→ **REQUIRED WORK**: Could you set down exactly the lines in the records below between the line holding "Draw the outline of every instance of the girl's fingers." and the line holding "Draw the outline of every instance of the thin", inclusive?

→ **EXTRACTED RECORDS**:
<<<<
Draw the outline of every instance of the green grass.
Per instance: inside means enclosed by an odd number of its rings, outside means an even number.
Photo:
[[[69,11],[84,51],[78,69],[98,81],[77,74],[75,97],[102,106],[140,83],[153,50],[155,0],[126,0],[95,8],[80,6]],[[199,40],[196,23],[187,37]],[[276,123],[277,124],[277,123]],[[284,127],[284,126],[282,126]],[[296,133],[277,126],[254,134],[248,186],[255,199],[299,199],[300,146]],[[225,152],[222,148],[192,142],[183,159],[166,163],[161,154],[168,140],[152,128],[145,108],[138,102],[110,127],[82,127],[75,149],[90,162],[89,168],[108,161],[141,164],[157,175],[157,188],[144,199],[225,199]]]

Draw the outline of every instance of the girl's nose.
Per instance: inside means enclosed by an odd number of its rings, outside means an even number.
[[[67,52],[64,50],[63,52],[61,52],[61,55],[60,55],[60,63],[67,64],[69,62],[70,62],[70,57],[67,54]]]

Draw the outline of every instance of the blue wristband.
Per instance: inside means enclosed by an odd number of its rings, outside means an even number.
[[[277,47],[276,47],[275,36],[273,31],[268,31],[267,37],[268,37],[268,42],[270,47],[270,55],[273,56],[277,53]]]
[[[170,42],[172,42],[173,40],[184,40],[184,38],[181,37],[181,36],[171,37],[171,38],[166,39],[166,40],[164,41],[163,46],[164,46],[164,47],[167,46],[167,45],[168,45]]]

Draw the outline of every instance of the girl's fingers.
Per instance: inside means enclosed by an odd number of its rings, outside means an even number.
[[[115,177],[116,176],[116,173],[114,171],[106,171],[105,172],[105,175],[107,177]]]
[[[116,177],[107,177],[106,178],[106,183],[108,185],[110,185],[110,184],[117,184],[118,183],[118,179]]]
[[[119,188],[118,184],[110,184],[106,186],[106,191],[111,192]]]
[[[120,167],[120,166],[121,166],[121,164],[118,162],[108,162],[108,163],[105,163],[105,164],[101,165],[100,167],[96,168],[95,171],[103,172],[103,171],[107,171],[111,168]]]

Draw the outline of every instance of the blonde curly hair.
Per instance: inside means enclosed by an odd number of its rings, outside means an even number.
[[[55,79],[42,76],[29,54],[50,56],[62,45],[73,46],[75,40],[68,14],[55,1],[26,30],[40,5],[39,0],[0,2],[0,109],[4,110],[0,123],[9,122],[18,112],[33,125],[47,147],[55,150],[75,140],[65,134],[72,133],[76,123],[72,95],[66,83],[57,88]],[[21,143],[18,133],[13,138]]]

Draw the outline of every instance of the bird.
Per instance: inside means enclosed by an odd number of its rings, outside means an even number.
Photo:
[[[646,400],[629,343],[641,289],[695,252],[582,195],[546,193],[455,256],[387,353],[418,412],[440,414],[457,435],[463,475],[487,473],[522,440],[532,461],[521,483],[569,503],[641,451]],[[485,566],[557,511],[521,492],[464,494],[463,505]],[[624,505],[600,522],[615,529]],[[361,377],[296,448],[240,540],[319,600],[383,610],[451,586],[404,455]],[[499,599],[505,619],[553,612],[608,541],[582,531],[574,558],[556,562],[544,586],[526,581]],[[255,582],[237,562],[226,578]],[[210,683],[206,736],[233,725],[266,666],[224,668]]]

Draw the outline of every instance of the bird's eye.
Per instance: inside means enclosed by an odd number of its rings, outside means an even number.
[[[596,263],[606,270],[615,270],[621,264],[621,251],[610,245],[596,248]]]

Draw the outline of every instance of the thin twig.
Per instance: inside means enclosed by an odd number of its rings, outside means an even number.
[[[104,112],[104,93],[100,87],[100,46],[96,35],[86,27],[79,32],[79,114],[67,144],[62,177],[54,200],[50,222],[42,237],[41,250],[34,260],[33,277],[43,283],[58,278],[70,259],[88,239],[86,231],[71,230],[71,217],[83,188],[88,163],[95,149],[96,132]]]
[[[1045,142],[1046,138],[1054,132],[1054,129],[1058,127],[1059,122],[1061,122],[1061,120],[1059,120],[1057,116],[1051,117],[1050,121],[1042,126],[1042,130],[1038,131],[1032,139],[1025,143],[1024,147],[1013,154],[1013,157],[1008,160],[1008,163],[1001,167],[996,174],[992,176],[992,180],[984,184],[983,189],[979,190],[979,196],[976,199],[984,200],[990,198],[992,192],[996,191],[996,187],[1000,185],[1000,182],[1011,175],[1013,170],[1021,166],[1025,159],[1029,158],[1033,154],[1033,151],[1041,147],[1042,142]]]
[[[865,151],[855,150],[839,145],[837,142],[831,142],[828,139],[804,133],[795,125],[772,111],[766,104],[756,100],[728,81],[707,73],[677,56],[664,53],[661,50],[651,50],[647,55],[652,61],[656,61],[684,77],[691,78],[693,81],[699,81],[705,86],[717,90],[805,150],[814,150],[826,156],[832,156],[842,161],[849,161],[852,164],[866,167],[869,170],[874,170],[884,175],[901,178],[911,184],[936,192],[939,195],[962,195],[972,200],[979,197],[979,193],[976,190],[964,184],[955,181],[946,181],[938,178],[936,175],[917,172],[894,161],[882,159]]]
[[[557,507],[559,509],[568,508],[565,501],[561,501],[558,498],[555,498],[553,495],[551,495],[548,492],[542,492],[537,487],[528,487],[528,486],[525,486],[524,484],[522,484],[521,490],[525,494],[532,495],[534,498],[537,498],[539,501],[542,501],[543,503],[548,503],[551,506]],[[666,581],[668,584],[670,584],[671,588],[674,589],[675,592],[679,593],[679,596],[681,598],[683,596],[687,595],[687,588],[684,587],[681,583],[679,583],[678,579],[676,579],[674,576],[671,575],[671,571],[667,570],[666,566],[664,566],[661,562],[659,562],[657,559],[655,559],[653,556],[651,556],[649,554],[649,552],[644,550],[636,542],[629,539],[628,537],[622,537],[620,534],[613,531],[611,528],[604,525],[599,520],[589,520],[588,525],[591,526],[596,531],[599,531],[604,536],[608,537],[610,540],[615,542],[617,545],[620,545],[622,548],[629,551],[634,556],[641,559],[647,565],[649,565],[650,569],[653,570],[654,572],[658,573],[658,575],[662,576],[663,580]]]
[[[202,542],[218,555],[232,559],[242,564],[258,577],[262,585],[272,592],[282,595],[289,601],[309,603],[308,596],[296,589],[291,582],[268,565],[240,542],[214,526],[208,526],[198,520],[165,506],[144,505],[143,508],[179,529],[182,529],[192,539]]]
>>>>
→ **ANSWER BELOW**:
Draw the outline of every instance of the girl's fingers.
Per instance: inside means enclosed by an odd number of its rings, outside means an even number.
[[[115,177],[116,176],[116,173],[114,171],[106,171],[105,172],[105,175],[107,177]]]
[[[116,177],[107,177],[106,178],[106,183],[108,185],[110,185],[110,184],[117,184],[118,183],[118,179]]]
[[[119,188],[118,184],[110,184],[106,186],[106,191],[111,192]]]
[[[120,167],[120,166],[121,166],[121,164],[118,162],[108,162],[108,163],[105,163],[105,164],[101,165],[100,167],[96,168],[95,171],[103,172],[103,171],[107,171],[111,168]]]

Draw the outline of every instance of the blonde curly hair.
Per instance: inside means enclosed by an odd number of its rings, outside means an even number.
[[[55,79],[42,76],[29,54],[50,56],[62,45],[73,46],[75,40],[68,14],[55,1],[26,30],[40,5],[39,0],[0,2],[0,109],[4,110],[0,123],[9,122],[18,112],[33,125],[47,147],[55,150],[75,140],[65,134],[72,133],[76,123],[72,95],[66,83],[57,88]],[[21,143],[18,133],[13,138]]]

Draw the outline of every instance of the bird.
Per instance: inside means enclosed by an odd number of its rings, outside means an even number.
Photo:
[[[646,400],[629,343],[641,289],[695,252],[582,195],[546,193],[455,256],[387,353],[418,412],[440,414],[457,435],[463,475],[487,473],[522,440],[532,461],[521,483],[569,503],[641,451]],[[485,566],[557,511],[521,492],[464,494],[463,505]],[[624,505],[600,522],[615,529]],[[361,377],[296,448],[240,540],[319,600],[383,610],[451,586],[404,455]],[[499,599],[505,619],[553,612],[608,541],[582,531],[574,558],[556,562],[544,586],[526,581]],[[255,582],[237,562],[226,578]],[[210,683],[206,736],[233,725],[266,666],[224,668]]]

Draw the outline of every instance of the bird's eye.
Per instance: inside means enclosed by an odd number of its rings, outside means an even number.
[[[596,263],[606,270],[615,270],[621,264],[621,251],[610,245],[596,248]]]

Draw the outline of every instance of the thin twig.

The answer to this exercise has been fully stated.